All entries below are to be reproduced exactly.

[Start of section]

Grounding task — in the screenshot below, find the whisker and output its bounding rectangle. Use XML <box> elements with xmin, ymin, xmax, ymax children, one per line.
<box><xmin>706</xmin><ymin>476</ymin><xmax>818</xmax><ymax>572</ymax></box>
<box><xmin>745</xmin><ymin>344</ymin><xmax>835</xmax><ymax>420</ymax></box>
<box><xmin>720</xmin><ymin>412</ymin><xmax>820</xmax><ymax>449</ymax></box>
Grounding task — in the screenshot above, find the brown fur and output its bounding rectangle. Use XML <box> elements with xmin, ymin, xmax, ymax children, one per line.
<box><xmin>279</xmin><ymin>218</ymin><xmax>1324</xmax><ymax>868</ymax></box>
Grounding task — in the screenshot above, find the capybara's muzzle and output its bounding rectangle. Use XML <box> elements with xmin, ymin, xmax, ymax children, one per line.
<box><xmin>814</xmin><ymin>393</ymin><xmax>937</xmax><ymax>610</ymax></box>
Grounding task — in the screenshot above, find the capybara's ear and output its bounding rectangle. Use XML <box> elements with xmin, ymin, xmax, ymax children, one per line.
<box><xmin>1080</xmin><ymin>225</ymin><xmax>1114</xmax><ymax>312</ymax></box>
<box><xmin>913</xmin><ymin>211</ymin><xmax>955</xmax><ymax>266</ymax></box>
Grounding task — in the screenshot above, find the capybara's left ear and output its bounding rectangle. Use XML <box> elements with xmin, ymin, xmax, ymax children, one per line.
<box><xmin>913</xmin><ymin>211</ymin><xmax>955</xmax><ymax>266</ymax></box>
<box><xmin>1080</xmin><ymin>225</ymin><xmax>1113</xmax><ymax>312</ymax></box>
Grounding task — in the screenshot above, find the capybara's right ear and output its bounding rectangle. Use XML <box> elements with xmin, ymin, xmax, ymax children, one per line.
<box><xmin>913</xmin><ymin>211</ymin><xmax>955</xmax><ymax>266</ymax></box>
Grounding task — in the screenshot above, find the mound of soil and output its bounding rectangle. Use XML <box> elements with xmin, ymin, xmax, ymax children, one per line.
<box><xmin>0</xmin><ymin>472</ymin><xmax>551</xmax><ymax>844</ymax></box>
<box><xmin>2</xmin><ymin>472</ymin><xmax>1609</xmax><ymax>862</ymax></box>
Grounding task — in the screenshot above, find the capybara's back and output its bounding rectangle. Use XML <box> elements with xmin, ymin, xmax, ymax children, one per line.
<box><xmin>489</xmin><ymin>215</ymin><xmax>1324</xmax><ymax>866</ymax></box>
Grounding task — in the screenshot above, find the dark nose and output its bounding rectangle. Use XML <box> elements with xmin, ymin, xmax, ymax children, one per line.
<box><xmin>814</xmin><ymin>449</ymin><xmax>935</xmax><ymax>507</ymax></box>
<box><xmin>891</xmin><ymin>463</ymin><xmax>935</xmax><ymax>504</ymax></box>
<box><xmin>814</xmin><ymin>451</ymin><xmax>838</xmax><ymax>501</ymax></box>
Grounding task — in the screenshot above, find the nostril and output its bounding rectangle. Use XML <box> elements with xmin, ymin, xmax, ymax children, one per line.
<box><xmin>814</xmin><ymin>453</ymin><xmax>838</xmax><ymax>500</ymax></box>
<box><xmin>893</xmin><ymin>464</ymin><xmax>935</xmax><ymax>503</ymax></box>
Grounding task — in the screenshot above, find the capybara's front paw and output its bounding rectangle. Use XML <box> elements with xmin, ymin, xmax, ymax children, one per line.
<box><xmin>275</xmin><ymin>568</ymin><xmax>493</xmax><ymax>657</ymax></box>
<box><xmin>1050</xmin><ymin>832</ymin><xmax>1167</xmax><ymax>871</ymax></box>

[End of section]

# Response below:
Grounding task — in the screenshot below, find the whisker and output its bounding rectangle. Use XML <box> elements with xmin, ymin, xmax, ymax children, one per line.
<box><xmin>706</xmin><ymin>476</ymin><xmax>818</xmax><ymax>572</ymax></box>
<box><xmin>745</xmin><ymin>344</ymin><xmax>835</xmax><ymax>420</ymax></box>
<box><xmin>720</xmin><ymin>412</ymin><xmax>820</xmax><ymax>449</ymax></box>
Grounding task — in the screenshot above, find the brown fur and output its bounding rectangle. Use XML <box> elements with xmin, ymin, xmax, ymax children, one per line.
<box><xmin>279</xmin><ymin>218</ymin><xmax>1324</xmax><ymax>868</ymax></box>
Grounding task — in the screenshot above, find the capybara's muzzle and output its bounding rectangle. Use XML <box> elements with xmin, ymin, xmax, ymax children, one per line.
<box><xmin>814</xmin><ymin>393</ymin><xmax>937</xmax><ymax>610</ymax></box>
Grounding task — in the screenshot above, find the capybara's ear and output its bounding rectangle. Use XML <box> elements with xmin, ymin, xmax, ymax children, one per line.
<box><xmin>1080</xmin><ymin>225</ymin><xmax>1114</xmax><ymax>312</ymax></box>
<box><xmin>913</xmin><ymin>211</ymin><xmax>955</xmax><ymax>266</ymax></box>
Grounding task — in the screenshot above, find the capybara's left ear and output its bounding rectangle. Use XML <box> elements with xmin, ymin, xmax, ymax children, one per line.
<box><xmin>913</xmin><ymin>211</ymin><xmax>955</xmax><ymax>266</ymax></box>
<box><xmin>1080</xmin><ymin>225</ymin><xmax>1113</xmax><ymax>312</ymax></box>
Grounding task — in the screenshot above, find the capybara's right ear and output its bounding rectangle. Use XML <box> elements with xmin, ymin, xmax, ymax children, one per line.
<box><xmin>913</xmin><ymin>211</ymin><xmax>955</xmax><ymax>266</ymax></box>
Grounding task — in the screenshot above, find the mound of soil and output its bounding rectangle. Use XML <box> elements with xmin, ymin, xmax, ymax children, one per line.
<box><xmin>0</xmin><ymin>472</ymin><xmax>551</xmax><ymax>844</ymax></box>
<box><xmin>2</xmin><ymin>472</ymin><xmax>1609</xmax><ymax>862</ymax></box>
Grounding task — in the screenshot above, find the capybara's back and output its bounding rectangle. Use XML <box> elements with xmin, ymin, xmax, ymax children, one per line.
<box><xmin>489</xmin><ymin>215</ymin><xmax>1324</xmax><ymax>866</ymax></box>
Grounding task — in the screenshot above, find the dark nose and output its bounding rectangle. Use XML <box> elements with xmin, ymin, xmax, ymax children, one per line.
<box><xmin>814</xmin><ymin>449</ymin><xmax>935</xmax><ymax>507</ymax></box>
<box><xmin>891</xmin><ymin>463</ymin><xmax>935</xmax><ymax>504</ymax></box>
<box><xmin>814</xmin><ymin>451</ymin><xmax>838</xmax><ymax>501</ymax></box>
Grounding task — in the screenshot above, find the nostril and output its bounding rectangle. Use XML <box> elements with xmin, ymin, xmax, ymax children, one per line.
<box><xmin>814</xmin><ymin>453</ymin><xmax>838</xmax><ymax>500</ymax></box>
<box><xmin>893</xmin><ymin>464</ymin><xmax>935</xmax><ymax>503</ymax></box>
Grounding task — in the screenshot above, find the capybara's front paw and output its bounding rectangle. Use XML <box> elements with xmin, ymin, xmax, ymax children, one per line.
<box><xmin>275</xmin><ymin>568</ymin><xmax>493</xmax><ymax>657</ymax></box>
<box><xmin>1050</xmin><ymin>832</ymin><xmax>1167</xmax><ymax>871</ymax></box>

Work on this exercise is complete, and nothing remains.